▶ _Ziel der Aufgabe_
Geben Sie an, in wie vielen Zeilen des folgenden Materials die Zeichenfolge „wall“ vorkommt, wobei Groß- und Kleinschreibung zu beachten ist. Nennen Sie nur die Zahl.

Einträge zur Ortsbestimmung
##############################
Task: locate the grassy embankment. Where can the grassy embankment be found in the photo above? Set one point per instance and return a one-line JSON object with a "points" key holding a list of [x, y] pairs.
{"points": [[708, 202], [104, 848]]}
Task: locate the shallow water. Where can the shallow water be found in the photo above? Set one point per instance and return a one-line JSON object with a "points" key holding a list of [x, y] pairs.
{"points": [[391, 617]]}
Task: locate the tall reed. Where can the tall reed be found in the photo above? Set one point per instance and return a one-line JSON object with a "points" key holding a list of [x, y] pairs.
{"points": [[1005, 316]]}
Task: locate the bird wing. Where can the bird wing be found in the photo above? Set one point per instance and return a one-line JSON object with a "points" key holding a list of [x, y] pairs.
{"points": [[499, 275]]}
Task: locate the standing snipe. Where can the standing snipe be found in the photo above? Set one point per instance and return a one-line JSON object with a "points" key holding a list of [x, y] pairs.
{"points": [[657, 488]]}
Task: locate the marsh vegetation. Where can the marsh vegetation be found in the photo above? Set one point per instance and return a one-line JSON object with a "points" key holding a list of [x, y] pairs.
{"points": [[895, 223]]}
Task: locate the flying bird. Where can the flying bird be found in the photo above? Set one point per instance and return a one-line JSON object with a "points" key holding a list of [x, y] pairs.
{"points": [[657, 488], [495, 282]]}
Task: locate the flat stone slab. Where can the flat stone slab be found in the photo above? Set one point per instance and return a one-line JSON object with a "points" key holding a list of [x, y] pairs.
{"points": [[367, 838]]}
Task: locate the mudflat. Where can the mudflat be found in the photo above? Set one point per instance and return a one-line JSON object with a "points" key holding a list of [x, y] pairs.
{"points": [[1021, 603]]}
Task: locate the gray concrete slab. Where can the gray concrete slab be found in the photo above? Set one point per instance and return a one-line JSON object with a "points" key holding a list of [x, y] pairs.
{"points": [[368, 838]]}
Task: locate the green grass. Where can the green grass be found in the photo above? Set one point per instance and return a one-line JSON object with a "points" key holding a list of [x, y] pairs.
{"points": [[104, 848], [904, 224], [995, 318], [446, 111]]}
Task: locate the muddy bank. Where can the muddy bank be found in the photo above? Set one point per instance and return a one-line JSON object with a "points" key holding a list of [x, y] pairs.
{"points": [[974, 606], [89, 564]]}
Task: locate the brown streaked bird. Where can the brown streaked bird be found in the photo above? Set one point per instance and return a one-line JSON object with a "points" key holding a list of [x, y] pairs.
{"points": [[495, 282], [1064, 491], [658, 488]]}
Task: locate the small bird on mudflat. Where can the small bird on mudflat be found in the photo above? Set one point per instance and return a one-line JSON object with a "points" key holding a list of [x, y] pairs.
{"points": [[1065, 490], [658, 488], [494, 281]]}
##############################
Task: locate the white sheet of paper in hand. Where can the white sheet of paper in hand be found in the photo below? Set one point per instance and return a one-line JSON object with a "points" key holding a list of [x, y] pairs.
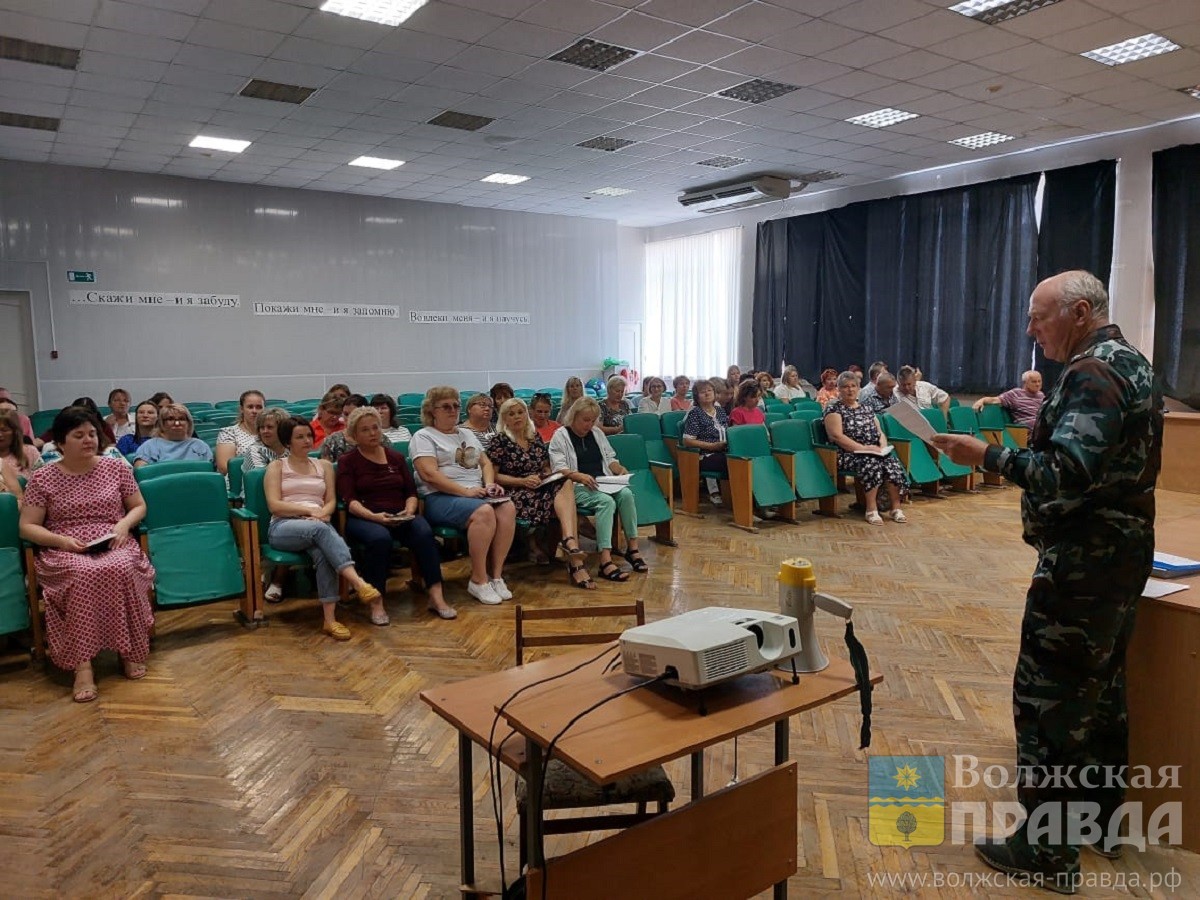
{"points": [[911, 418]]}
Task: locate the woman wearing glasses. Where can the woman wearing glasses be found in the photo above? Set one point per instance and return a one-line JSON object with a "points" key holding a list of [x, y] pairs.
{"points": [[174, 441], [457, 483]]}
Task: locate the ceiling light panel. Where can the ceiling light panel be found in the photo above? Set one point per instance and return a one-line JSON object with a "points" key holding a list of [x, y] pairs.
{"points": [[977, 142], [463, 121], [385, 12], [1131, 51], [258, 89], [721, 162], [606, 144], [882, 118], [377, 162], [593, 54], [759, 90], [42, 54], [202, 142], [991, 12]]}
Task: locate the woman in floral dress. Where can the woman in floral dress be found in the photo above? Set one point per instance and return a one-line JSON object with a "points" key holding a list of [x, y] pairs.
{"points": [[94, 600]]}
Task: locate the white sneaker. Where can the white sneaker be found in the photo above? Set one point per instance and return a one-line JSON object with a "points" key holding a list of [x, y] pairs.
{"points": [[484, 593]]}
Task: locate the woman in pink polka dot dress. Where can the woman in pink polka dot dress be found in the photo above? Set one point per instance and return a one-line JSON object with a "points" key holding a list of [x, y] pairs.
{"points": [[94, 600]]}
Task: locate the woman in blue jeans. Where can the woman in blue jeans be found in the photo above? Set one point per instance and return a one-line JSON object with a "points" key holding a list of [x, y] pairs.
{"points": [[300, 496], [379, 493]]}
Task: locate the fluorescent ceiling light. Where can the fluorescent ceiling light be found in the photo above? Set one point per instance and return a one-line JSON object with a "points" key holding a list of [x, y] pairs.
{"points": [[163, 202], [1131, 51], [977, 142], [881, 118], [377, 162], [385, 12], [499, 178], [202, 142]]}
##############################
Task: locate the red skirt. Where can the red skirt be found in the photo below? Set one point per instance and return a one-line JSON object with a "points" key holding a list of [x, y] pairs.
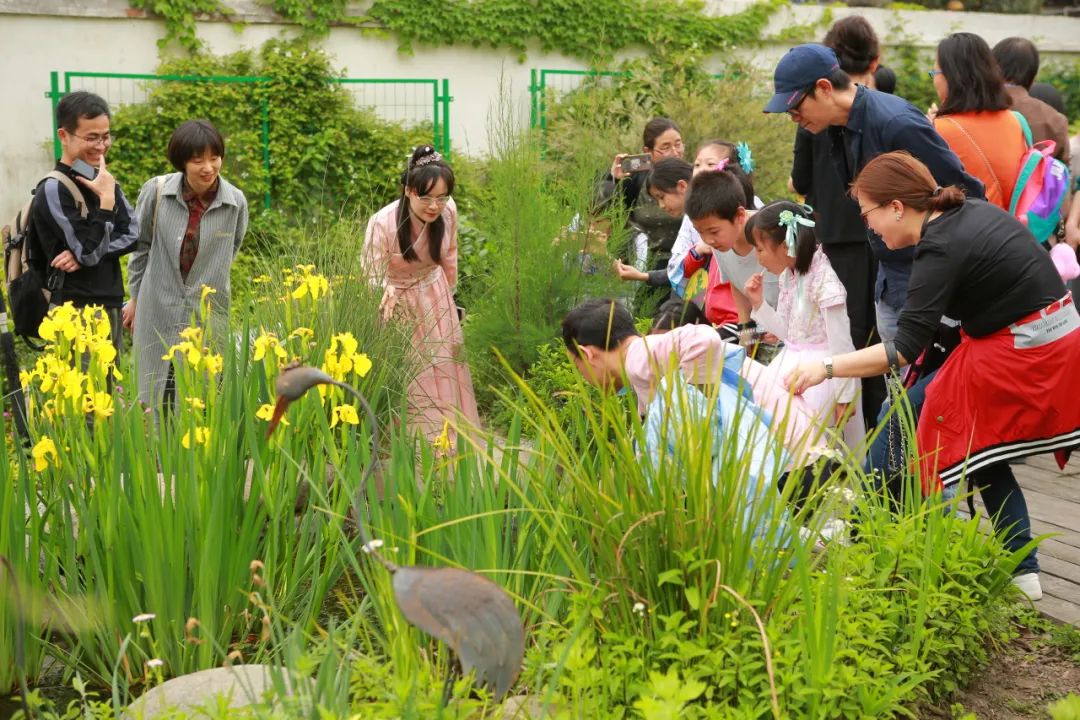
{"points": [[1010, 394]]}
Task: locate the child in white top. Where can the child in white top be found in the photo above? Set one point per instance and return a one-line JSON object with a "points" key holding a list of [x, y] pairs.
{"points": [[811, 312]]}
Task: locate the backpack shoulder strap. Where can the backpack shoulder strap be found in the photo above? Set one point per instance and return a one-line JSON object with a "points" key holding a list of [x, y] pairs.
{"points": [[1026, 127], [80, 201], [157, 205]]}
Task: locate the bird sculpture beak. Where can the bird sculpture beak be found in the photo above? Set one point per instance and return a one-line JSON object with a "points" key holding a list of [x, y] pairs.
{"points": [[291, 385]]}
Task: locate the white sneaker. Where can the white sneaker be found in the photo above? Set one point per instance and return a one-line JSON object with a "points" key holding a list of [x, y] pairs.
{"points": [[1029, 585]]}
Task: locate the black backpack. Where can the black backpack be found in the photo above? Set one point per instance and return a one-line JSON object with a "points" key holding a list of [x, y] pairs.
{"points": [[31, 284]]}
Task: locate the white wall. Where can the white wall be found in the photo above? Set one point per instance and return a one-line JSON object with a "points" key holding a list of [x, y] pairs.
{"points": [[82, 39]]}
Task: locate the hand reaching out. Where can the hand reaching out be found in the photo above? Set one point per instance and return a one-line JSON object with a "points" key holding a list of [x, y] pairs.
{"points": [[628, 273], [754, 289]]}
##############################
▶ _Lösung der Aufgabe_
1